>>>

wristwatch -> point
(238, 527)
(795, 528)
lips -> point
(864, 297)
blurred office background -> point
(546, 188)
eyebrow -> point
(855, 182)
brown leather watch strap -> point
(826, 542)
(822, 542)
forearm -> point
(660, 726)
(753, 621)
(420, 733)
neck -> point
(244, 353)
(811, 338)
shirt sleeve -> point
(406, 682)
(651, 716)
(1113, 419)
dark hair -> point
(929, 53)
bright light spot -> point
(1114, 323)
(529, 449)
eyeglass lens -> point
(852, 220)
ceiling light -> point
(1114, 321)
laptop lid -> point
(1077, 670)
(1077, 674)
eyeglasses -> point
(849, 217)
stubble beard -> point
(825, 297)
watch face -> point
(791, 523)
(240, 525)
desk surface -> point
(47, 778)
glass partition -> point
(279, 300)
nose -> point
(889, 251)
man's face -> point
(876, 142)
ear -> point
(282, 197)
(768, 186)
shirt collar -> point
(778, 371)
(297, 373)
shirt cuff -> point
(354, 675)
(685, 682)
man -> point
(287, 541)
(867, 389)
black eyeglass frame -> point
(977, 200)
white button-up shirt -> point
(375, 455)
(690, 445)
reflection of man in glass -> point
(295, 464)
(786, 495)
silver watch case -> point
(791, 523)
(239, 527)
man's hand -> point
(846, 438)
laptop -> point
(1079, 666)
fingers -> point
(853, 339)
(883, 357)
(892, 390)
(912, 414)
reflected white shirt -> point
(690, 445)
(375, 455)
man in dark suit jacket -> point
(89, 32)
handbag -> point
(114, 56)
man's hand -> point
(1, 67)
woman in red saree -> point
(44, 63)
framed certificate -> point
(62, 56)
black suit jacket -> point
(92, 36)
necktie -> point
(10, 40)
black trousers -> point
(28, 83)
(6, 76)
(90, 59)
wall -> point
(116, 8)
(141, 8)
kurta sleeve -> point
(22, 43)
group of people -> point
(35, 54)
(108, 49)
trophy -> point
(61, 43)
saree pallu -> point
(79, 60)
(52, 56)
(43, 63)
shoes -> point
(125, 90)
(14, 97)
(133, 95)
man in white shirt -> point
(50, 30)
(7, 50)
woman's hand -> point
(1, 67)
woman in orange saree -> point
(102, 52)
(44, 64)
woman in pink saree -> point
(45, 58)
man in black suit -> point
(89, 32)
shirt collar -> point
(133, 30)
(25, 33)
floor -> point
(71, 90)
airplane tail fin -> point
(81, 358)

<<<

Reproduce the listing above verbatim, line for line, from start to finish.

wristwatch -> point
(238, 527)
(795, 528)
lips -> point
(864, 297)
blurred office background -> point
(546, 188)
eyebrow -> point
(855, 182)
brown leather watch strap -> point
(826, 542)
(822, 542)
forearm -> point
(660, 726)
(753, 621)
(420, 733)
neck -> point
(244, 353)
(811, 338)
shirt sleeve -> point
(406, 682)
(651, 716)
(1113, 419)
dark hair -> point
(929, 53)
bright light spot -> point
(1114, 323)
(529, 449)
eyeglass lens -> point
(852, 220)
ceiling light -> point
(1114, 321)
laptop lid -> point
(1077, 670)
(1077, 674)
eyeglasses -> point
(849, 217)
stubble beard -> point
(825, 297)
watch face -> point
(791, 523)
(240, 525)
desk surface -> point
(47, 778)
glass partition -> point
(279, 300)
nose -> point
(889, 251)
man's face -> point
(876, 142)
ear -> point
(282, 197)
(768, 186)
shirt collar -> point
(778, 371)
(297, 373)
shirt cuff -> point
(354, 675)
(685, 682)
man -> point
(287, 541)
(867, 389)
black eyeglass frame -> point
(977, 200)
white button-up shirt -> point
(375, 455)
(690, 445)
reflection of man in glass -> point
(295, 464)
(786, 495)
silver watch case -> point
(791, 523)
(239, 527)
man's hand -> point
(846, 438)
laptop -> point
(1079, 666)
fingers -> point
(853, 339)
(883, 357)
(892, 390)
(912, 414)
reflected white shirt -> point
(690, 445)
(375, 455)
man in dark suit jacket -> point
(89, 32)
handbag -> point
(114, 56)
man's hand -> point
(1, 67)
woman in red saree -> point
(44, 63)
framed certificate -> point
(62, 56)
black suit jacket -> point
(92, 36)
necktie -> point
(10, 40)
black trousers -> point
(28, 83)
(6, 76)
(90, 59)
wall -> point
(116, 8)
(141, 8)
kurta sleeve -> point
(22, 43)
group of people -> point
(35, 54)
(108, 49)
trophy -> point
(61, 43)
saree pallu -> point
(79, 60)
(52, 56)
(43, 63)
shoes -> point
(125, 90)
(14, 97)
(133, 95)
man in white shirt -> point
(50, 30)
(7, 50)
woman's hand -> point
(1, 67)
woman in orange saree -> point
(102, 52)
(44, 64)
woman in pink saree -> point
(45, 58)
man in black suit -> point
(89, 32)
shirt collar -> point
(133, 30)
(25, 33)
floor -> point
(71, 90)
airplane tail fin -> point
(81, 358)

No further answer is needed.